• Your goal
Extract the full article on Red Cross blood donation policy, reproducing every word without changes.

The Red Cross Has Policies That Are What, Now?
In the wake of the ongoing disaster in Japan, there have been quite a few people in social justice circles making the assertion that people should divert donations away from the Red Cross, on the basis that the Red Cross has homophobic and transphobic policies. The rationale for this assertion always seems to always based upon an idea that the Red Cross bans gay men and some trans women from donating blood.
This rationale is false, damaging, and needs to stop.
The ban on blood donations from men who have/had sex with other men (MSM, which we cannot shorthand as “gay” without being very problematic) is a FEDERAL regulation in the United States, imposed by the FDA, which is the controlling government entity overseeing the blood banking industry. (Similar regulatory-agency mandated bans exist in other countries, as well, including Australia and Canada.)
The Red Cross and other blood banking organizations throughout the country lose donors because of this policy, not just MSM but “allies” who’ve decided to withhold their blood donations in some mistaken belief that it will affect change, rather than just increasing blood shortages that occur regularly and threaten lives. It is estimated that some 219,000 units of blood are not available, annually, because of this FDA regulation, between banned donors and those who refuse donation.

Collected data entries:

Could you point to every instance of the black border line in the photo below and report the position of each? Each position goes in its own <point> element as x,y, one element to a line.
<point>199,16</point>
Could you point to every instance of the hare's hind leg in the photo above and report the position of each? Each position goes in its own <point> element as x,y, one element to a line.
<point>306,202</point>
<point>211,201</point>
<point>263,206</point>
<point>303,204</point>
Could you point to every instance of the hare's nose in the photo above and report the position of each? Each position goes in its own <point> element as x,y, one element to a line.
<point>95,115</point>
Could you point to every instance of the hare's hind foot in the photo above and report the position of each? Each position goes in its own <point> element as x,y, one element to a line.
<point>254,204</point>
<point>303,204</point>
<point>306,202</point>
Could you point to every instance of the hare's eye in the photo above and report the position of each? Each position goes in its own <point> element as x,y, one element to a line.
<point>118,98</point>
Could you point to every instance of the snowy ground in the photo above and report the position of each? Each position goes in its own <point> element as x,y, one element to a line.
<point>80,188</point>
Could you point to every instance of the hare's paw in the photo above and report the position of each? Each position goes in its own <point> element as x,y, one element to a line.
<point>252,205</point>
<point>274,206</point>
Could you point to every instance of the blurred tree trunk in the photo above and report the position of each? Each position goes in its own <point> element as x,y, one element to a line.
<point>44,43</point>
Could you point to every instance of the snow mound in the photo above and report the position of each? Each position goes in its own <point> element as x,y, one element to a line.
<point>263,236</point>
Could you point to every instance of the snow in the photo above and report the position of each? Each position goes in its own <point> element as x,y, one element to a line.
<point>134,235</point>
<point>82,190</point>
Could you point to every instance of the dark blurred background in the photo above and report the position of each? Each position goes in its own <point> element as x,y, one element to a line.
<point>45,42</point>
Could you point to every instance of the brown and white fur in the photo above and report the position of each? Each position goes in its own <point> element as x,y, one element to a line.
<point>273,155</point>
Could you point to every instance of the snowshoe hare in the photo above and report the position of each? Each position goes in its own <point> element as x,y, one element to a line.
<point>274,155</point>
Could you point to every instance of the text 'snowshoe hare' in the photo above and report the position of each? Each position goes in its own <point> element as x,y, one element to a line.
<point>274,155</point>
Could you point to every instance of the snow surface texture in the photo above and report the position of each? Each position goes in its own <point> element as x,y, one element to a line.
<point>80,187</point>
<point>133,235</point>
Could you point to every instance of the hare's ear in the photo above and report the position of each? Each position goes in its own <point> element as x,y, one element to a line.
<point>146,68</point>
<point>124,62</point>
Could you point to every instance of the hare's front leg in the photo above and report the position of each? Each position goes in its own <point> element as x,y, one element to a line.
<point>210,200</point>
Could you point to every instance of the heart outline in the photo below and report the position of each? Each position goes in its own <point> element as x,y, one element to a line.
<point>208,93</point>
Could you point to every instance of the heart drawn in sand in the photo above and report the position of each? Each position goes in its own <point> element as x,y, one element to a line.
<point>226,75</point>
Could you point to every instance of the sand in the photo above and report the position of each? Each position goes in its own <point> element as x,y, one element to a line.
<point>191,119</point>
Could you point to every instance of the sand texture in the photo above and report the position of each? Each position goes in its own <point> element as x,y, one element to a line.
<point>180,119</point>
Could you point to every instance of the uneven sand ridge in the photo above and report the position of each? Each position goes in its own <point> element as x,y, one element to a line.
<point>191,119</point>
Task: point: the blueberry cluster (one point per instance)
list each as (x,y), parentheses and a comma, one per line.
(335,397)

• Result below
The Red Cross Has Policies That Are What, Now?
In the wake of the ongoing disaster in Japan, there have been quite a few people in social justice circles making the assertion that people should divert donations away from the Red Cross, on the basis that the Red Cross has homophobic and transphobic policies. The rationale for this assertion always seems to always based upon an idea that the Red Cross bans gay men and some trans women from donating blood.
This rationale is false, damaging, and needs to stop.
The ban on blood donations from men who have/had sex with other men (MSM, which we cannot shorthand as “gay” without being very problematic) is a FEDERAL regulation in the United States, imposed by the FDA, which is the controlling government entity overseeing the blood banking industry. (Similar regulatory-agency mandated bans exist in other countries, as well, including Australia and Canada.)
The Red Cross and other blood banking organizations throughout the country lose donors because of this policy, not just MSM but “allies” who’ve decided to withhold their blood donations in some mistaken belief that it will affect change, rather than just increasing blood shortages that occur regularly and threaten lives. It is estimated that some 219,000 units of blood are not available, annually, because of this FDA regulation, between banned donors and those who refuse donation.